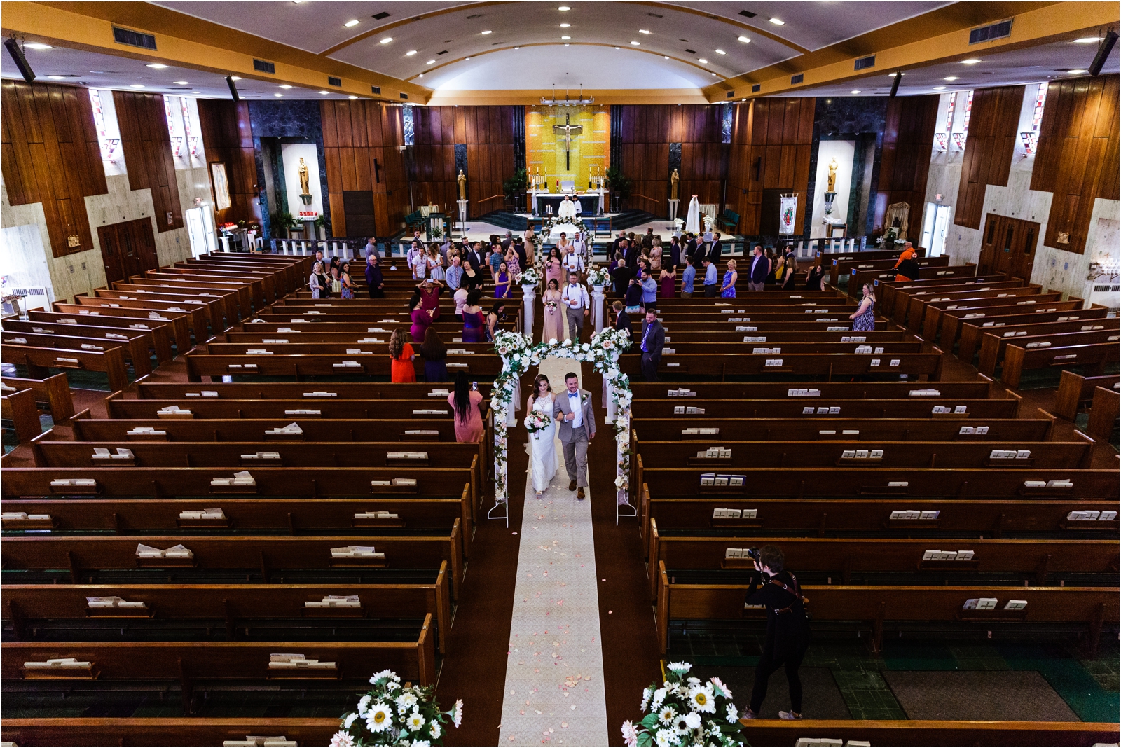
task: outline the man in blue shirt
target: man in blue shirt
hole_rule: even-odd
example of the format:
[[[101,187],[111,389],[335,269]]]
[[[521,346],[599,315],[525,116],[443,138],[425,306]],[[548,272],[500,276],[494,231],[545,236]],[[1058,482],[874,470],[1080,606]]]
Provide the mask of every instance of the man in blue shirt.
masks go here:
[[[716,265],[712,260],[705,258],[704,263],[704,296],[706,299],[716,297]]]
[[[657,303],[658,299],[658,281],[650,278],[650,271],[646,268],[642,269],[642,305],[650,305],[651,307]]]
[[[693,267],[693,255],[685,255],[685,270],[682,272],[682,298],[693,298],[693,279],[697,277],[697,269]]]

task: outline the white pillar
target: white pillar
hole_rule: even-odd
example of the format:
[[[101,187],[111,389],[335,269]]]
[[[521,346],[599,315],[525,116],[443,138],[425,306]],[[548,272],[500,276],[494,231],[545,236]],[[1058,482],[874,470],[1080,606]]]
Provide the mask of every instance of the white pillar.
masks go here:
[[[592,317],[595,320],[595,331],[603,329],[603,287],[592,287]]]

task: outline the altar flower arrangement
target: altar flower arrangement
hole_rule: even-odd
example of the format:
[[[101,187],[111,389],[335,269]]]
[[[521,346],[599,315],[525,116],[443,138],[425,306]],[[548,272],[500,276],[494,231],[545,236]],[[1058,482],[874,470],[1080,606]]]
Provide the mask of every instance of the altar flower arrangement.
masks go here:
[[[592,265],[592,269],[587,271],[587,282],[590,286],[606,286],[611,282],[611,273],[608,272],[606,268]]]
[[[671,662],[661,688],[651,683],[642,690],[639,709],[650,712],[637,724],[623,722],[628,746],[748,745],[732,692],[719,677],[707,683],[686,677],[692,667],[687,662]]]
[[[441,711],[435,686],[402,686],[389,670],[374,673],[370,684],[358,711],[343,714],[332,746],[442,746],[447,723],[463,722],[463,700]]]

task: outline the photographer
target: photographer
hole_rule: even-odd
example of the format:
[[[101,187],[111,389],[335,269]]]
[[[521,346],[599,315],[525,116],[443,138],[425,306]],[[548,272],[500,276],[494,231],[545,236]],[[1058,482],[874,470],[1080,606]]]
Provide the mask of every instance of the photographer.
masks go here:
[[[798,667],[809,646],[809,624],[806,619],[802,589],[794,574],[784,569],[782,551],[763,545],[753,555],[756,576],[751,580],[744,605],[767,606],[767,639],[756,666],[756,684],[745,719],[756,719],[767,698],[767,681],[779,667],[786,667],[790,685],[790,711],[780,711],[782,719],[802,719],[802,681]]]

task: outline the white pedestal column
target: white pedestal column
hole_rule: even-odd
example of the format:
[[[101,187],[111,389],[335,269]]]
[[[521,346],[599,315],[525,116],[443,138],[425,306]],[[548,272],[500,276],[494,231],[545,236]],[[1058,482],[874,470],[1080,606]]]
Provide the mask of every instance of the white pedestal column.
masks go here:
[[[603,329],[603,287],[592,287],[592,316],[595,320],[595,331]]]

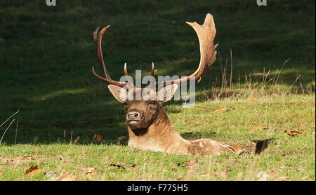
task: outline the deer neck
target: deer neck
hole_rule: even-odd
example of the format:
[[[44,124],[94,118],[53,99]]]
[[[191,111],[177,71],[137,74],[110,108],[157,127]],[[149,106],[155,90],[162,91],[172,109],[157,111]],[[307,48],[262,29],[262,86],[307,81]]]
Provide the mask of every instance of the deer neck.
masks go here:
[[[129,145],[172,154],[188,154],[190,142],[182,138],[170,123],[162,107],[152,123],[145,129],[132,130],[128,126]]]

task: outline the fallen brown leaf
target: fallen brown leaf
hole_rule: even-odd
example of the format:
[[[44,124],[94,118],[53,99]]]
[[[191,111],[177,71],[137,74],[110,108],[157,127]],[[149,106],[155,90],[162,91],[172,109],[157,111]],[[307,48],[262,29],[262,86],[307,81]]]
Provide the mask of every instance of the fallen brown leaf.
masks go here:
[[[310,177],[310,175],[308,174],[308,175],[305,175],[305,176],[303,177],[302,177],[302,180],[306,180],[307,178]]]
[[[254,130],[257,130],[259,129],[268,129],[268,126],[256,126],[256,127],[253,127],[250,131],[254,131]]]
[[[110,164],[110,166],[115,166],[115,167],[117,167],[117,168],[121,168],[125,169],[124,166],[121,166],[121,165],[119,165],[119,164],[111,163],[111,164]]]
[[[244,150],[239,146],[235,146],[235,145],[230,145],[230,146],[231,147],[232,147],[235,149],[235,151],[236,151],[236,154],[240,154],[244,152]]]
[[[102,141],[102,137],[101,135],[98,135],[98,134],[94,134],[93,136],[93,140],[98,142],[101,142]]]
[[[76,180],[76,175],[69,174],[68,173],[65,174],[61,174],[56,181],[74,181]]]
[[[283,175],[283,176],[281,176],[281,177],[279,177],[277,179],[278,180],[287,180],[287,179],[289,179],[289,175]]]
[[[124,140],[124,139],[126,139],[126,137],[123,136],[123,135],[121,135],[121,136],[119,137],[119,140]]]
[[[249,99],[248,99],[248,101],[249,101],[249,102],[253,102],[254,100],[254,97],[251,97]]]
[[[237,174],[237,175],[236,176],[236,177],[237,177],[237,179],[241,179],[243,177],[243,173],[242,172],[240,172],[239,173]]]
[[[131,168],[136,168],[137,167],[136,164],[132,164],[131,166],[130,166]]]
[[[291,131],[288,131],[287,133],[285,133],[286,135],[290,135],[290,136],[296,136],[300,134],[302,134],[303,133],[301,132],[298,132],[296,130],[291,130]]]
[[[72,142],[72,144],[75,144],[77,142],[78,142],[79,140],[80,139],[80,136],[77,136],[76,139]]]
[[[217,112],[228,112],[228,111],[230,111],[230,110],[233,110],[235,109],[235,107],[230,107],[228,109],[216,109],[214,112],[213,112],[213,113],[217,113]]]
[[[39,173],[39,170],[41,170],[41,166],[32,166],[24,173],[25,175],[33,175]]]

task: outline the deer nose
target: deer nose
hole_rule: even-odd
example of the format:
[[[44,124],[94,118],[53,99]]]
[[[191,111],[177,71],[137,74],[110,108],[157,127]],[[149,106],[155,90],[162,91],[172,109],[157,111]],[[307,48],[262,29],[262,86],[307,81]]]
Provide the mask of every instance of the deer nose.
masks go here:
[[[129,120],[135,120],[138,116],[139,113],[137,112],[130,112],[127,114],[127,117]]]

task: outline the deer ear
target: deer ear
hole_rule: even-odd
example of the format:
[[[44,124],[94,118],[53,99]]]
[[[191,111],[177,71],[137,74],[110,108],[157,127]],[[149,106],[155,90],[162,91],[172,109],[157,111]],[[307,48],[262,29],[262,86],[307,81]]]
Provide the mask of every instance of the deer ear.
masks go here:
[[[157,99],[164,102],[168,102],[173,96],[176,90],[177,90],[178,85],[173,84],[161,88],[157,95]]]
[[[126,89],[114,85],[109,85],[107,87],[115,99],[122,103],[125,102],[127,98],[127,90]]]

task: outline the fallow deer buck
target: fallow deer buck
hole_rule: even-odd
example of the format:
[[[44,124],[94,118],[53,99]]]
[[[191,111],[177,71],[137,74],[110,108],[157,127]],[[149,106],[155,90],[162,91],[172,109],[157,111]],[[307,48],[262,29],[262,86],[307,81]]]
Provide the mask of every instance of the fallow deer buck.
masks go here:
...
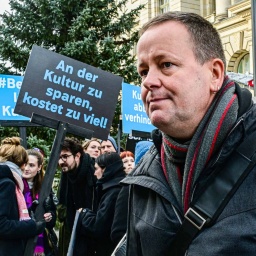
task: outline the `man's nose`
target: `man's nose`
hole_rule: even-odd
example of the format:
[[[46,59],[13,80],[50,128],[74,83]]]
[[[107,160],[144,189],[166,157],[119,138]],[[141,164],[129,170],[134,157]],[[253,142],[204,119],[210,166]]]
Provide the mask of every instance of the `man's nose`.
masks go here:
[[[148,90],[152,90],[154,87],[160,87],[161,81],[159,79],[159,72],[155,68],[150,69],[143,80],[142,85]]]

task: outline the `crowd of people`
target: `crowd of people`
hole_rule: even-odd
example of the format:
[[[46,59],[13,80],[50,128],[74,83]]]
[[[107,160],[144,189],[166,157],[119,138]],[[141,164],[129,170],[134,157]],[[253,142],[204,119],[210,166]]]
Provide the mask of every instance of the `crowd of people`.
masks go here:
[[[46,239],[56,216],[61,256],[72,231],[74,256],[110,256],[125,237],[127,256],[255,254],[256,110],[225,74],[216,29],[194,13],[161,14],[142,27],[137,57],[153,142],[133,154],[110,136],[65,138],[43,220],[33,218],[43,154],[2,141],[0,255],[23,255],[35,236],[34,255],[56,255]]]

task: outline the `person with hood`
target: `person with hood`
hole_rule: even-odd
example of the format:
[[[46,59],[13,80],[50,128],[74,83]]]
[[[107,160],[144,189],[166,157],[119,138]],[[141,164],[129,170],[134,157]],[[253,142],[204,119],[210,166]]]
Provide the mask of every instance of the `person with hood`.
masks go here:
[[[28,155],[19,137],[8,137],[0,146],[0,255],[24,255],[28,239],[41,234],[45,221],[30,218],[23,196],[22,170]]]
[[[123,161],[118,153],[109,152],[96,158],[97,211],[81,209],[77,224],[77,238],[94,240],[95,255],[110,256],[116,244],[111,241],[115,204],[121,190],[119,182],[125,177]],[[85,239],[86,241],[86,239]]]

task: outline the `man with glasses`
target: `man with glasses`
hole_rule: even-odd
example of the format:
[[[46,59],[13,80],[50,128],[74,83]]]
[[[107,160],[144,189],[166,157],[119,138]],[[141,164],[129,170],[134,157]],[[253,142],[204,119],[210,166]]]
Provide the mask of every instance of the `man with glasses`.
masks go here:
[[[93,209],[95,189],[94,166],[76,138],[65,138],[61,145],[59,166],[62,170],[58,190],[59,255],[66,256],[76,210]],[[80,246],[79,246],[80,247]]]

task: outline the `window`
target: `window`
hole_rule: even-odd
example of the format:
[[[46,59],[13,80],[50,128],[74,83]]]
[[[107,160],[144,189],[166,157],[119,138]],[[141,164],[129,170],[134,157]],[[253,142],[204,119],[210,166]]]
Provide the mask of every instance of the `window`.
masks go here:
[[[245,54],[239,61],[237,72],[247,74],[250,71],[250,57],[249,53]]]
--
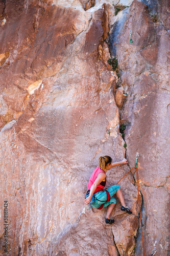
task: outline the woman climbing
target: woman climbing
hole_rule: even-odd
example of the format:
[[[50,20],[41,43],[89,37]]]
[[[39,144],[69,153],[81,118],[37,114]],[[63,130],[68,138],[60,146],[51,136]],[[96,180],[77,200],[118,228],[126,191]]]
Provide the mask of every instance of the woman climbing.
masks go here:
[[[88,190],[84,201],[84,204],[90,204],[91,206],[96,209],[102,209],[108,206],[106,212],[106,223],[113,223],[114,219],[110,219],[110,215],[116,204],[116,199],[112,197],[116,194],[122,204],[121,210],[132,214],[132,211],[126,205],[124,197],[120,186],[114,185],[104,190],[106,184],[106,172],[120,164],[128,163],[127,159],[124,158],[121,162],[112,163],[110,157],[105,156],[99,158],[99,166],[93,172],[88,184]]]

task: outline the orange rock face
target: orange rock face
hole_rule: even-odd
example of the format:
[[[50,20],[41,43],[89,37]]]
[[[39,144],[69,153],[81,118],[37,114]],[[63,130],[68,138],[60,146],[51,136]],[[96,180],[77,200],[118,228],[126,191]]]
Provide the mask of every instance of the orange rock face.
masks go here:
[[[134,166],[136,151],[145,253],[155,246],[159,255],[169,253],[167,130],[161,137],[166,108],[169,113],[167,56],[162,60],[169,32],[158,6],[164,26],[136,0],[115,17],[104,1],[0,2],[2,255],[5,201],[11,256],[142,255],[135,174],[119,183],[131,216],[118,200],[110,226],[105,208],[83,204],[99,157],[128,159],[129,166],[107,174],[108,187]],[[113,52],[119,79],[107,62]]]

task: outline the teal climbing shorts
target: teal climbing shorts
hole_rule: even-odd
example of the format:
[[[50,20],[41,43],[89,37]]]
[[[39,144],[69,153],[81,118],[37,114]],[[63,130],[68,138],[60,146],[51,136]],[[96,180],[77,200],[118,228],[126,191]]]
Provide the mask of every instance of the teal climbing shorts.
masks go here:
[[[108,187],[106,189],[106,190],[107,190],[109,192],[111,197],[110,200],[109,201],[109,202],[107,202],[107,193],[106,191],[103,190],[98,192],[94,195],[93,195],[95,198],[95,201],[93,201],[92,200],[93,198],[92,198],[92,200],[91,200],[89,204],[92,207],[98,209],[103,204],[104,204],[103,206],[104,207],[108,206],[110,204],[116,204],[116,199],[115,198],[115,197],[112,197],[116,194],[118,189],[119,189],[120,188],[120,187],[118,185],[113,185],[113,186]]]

GIVEN REQUEST: Locate every line in the listing above that contains the word "brown", and copy each such line.

CORRECT ANSWER:
task: outline the fallen brown leaf
target: fallen brown leaf
Provide the mask of every instance of the fallen brown leaf.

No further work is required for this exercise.